## What the task requires
Report the lines of the material that carry the string "railing".

## Data shown
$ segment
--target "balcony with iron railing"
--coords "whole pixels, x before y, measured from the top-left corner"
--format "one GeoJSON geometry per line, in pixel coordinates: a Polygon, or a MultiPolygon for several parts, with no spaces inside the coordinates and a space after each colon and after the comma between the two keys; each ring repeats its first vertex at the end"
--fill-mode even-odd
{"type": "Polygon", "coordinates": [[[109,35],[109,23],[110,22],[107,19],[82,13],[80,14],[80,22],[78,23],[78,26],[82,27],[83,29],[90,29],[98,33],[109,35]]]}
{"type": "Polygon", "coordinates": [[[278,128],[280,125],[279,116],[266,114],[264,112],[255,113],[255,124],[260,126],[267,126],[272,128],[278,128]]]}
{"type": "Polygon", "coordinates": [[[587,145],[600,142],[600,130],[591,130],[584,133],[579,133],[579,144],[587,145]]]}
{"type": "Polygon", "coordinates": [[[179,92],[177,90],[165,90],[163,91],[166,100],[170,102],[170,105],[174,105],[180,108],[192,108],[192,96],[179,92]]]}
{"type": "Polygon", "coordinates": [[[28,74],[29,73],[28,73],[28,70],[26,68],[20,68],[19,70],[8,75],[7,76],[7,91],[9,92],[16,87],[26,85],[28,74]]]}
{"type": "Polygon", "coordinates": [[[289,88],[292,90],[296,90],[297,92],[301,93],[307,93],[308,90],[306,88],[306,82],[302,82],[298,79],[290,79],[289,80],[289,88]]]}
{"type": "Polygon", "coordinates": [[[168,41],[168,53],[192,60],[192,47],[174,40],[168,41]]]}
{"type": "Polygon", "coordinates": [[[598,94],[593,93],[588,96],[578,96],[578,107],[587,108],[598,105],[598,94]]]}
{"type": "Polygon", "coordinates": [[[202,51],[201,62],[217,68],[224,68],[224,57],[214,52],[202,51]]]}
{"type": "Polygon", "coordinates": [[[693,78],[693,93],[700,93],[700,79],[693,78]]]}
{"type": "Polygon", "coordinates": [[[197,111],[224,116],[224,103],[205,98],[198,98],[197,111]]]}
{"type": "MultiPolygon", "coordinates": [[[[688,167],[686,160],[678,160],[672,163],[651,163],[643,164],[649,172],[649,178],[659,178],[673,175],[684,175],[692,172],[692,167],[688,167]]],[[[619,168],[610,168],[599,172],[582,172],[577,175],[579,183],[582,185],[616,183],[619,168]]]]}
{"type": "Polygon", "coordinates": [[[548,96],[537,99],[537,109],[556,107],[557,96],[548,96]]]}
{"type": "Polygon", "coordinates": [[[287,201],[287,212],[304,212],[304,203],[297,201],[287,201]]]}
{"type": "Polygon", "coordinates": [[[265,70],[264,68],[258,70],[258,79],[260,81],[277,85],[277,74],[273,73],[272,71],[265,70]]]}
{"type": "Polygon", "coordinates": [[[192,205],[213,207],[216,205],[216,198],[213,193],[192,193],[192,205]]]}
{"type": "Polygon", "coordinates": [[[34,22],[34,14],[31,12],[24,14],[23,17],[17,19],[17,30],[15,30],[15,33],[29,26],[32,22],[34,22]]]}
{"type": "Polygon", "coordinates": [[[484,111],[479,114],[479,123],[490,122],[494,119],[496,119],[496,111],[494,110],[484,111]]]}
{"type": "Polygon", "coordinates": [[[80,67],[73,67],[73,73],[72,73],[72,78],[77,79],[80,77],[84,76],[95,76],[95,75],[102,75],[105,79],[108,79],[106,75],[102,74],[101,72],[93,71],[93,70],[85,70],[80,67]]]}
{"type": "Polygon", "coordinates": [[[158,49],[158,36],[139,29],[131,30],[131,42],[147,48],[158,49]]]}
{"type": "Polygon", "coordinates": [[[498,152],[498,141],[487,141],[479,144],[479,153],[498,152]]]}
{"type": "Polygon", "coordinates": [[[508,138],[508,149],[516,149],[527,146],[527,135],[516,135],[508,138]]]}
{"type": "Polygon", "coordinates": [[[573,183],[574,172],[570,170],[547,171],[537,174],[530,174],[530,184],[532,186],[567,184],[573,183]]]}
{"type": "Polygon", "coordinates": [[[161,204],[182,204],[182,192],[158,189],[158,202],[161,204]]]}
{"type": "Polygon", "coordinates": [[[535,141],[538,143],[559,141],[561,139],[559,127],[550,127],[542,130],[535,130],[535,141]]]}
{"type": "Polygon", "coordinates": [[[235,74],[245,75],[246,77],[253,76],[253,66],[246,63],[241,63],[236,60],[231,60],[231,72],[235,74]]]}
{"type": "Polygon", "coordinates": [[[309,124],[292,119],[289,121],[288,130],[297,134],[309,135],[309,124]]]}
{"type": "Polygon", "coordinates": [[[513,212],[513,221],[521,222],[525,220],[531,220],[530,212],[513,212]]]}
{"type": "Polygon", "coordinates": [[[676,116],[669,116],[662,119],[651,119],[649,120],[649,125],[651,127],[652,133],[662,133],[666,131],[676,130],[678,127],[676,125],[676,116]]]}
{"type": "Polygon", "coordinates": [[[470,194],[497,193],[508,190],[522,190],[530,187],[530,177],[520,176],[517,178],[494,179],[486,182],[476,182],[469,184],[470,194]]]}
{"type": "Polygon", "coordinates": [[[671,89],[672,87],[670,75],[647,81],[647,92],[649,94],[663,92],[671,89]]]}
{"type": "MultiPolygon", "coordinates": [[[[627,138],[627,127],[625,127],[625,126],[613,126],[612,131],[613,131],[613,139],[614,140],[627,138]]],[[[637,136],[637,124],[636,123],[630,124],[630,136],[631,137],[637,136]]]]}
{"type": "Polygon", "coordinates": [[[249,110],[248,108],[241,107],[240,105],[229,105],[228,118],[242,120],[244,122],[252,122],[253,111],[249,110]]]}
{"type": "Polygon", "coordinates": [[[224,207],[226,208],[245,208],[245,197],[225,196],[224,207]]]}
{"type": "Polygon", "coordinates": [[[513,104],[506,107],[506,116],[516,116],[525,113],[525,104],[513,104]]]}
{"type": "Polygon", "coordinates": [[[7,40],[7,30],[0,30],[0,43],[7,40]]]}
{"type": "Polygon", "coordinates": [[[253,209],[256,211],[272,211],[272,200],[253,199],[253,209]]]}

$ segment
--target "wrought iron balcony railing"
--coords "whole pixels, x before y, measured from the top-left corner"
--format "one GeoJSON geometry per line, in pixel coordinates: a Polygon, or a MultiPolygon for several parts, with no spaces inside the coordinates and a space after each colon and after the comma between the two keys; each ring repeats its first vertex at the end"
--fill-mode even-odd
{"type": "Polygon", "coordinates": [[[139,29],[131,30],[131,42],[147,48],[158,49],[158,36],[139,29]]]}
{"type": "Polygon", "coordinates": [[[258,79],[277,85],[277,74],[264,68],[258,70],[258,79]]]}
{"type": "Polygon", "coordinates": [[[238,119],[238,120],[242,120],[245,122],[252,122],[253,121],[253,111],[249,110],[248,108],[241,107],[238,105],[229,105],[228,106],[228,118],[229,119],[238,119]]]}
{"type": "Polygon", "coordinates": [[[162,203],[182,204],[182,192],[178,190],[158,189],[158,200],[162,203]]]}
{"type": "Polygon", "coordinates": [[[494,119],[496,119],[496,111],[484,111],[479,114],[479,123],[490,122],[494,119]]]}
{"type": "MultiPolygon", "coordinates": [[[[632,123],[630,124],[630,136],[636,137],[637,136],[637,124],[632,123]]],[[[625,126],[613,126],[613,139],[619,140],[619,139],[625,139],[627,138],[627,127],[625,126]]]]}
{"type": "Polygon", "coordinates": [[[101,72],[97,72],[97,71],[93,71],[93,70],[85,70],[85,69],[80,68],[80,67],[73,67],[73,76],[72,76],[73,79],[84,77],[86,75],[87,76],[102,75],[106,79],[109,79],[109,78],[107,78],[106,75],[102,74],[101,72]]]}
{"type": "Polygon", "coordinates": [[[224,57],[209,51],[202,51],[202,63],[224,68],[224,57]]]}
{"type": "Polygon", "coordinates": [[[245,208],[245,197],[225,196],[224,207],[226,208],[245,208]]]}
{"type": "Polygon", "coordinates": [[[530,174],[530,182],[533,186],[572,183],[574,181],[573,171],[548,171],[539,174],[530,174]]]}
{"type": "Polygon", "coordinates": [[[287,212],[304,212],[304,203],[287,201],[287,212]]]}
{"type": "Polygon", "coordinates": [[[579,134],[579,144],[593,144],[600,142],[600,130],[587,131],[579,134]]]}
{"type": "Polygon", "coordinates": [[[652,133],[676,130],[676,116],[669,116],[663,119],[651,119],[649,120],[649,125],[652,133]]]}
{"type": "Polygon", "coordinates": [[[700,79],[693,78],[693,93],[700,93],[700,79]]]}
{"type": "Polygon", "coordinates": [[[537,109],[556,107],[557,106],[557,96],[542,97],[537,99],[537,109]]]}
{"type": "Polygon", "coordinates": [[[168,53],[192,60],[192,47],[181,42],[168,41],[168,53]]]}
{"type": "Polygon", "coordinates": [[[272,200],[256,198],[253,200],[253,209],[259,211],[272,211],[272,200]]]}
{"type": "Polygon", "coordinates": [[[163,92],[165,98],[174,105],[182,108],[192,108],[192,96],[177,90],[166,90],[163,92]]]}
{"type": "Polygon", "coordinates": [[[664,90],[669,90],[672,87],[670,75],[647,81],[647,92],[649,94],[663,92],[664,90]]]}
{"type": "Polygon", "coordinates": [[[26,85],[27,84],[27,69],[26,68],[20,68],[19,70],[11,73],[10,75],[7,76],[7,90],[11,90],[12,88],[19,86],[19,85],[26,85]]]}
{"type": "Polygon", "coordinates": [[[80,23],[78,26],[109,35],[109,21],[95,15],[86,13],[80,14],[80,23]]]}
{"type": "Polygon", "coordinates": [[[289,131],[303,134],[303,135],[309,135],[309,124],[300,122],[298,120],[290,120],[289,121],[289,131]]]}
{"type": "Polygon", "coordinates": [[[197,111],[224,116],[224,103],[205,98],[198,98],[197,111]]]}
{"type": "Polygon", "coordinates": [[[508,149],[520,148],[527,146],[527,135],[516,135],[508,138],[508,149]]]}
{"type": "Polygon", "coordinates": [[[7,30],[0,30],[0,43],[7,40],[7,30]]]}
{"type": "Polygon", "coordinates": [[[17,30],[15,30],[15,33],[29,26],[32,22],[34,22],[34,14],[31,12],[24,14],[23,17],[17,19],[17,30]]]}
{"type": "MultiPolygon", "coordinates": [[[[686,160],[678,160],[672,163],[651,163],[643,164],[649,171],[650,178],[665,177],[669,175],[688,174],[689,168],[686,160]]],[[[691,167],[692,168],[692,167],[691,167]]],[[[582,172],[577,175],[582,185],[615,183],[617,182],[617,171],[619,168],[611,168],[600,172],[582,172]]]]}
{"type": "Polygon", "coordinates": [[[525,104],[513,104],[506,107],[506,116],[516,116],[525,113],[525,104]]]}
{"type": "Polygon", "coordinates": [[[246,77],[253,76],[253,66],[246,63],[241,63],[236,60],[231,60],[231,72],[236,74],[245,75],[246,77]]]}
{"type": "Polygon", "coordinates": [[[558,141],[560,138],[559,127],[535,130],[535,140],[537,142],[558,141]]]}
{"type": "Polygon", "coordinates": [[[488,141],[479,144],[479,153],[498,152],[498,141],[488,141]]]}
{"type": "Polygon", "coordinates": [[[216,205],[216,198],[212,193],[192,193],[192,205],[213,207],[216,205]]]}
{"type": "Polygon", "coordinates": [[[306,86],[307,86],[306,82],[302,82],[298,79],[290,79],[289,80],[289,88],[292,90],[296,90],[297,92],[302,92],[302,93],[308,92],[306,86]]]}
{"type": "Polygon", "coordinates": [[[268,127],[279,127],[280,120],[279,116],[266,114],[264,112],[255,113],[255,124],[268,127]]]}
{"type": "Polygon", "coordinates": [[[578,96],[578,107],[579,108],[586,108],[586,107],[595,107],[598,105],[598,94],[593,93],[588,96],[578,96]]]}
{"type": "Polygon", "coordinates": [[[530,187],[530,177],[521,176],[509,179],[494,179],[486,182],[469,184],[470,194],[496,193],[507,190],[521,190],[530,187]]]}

## Exercise answer
--target "balcony with iron railing"
--target "wrought iron balcony railing"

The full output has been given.